▸ Exercise
Reproduce all of the material below word for word, leaving the pictures out of your copy.

▸ Record extracts
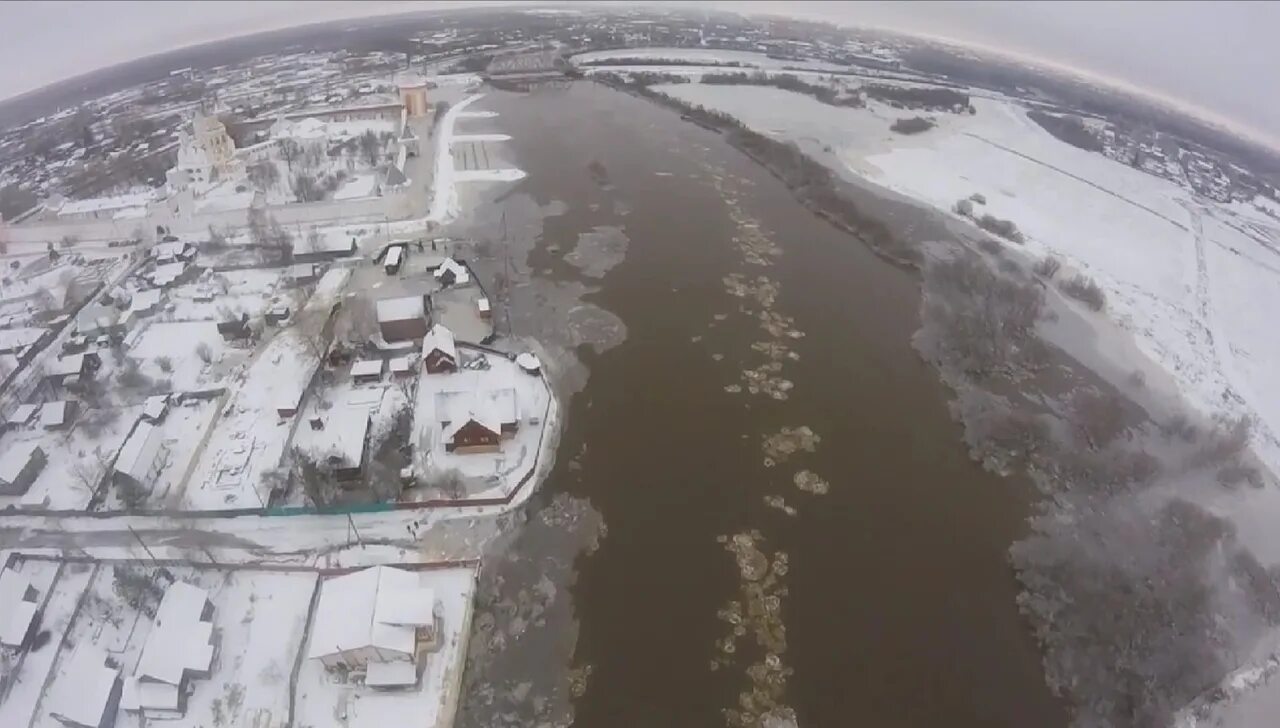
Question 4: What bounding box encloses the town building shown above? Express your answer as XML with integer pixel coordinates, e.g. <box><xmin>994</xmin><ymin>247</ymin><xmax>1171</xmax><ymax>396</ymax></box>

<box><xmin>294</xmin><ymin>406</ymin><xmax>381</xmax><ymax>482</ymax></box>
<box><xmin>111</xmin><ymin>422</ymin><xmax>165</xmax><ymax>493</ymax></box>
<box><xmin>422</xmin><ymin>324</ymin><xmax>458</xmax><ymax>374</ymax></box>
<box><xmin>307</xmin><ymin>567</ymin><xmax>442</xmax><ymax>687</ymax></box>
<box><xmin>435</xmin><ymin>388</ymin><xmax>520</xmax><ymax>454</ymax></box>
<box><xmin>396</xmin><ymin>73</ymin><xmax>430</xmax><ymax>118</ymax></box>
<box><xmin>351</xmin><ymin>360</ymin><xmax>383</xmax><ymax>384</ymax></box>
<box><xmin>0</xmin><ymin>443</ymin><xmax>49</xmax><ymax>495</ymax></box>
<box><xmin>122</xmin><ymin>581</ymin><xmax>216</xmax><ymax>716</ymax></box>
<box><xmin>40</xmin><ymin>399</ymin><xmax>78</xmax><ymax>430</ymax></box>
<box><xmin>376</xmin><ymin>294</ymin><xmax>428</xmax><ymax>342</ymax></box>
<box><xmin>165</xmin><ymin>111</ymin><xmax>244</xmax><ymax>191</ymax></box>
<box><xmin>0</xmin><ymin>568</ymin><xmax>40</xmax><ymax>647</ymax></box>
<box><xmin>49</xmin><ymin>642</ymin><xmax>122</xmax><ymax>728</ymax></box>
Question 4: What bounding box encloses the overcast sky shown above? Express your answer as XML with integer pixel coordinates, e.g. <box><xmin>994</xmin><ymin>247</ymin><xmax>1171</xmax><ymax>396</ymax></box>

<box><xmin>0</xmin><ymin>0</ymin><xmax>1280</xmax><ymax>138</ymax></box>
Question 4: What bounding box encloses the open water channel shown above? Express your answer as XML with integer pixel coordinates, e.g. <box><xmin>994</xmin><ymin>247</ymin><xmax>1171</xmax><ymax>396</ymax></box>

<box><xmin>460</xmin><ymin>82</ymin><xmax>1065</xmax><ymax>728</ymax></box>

▸ Exercise solution
Question 4: What bounding box encloses the town building shown above? Express your answer as XML with integer pixel coordinates, e.g. <box><xmin>994</xmin><ymin>247</ymin><xmax>1171</xmax><ymax>396</ymax></box>

<box><xmin>294</xmin><ymin>406</ymin><xmax>381</xmax><ymax>482</ymax></box>
<box><xmin>111</xmin><ymin>422</ymin><xmax>165</xmax><ymax>493</ymax></box>
<box><xmin>422</xmin><ymin>324</ymin><xmax>458</xmax><ymax>374</ymax></box>
<box><xmin>307</xmin><ymin>567</ymin><xmax>442</xmax><ymax>687</ymax></box>
<box><xmin>435</xmin><ymin>388</ymin><xmax>520</xmax><ymax>454</ymax></box>
<box><xmin>396</xmin><ymin>73</ymin><xmax>430</xmax><ymax>118</ymax></box>
<box><xmin>351</xmin><ymin>360</ymin><xmax>383</xmax><ymax>384</ymax></box>
<box><xmin>0</xmin><ymin>443</ymin><xmax>49</xmax><ymax>495</ymax></box>
<box><xmin>122</xmin><ymin>581</ymin><xmax>216</xmax><ymax>716</ymax></box>
<box><xmin>40</xmin><ymin>399</ymin><xmax>78</xmax><ymax>430</ymax></box>
<box><xmin>376</xmin><ymin>294</ymin><xmax>428</xmax><ymax>342</ymax></box>
<box><xmin>165</xmin><ymin>111</ymin><xmax>244</xmax><ymax>191</ymax></box>
<box><xmin>0</xmin><ymin>568</ymin><xmax>40</xmax><ymax>647</ymax></box>
<box><xmin>49</xmin><ymin>642</ymin><xmax>122</xmax><ymax>728</ymax></box>
Question 4: What bounding box encloses the overcast sky shown above? Express your answer as XML with integer pixel coordinates, e.g. <box><xmin>994</xmin><ymin>247</ymin><xmax>1171</xmax><ymax>396</ymax></box>

<box><xmin>0</xmin><ymin>0</ymin><xmax>1280</xmax><ymax>138</ymax></box>
Question 4: What bounding box encloses the open water channel shown above? Express your answer as XML with integer pixel coordinates, e.g. <box><xmin>994</xmin><ymin>247</ymin><xmax>1171</xmax><ymax>396</ymax></box>

<box><xmin>460</xmin><ymin>82</ymin><xmax>1065</xmax><ymax>728</ymax></box>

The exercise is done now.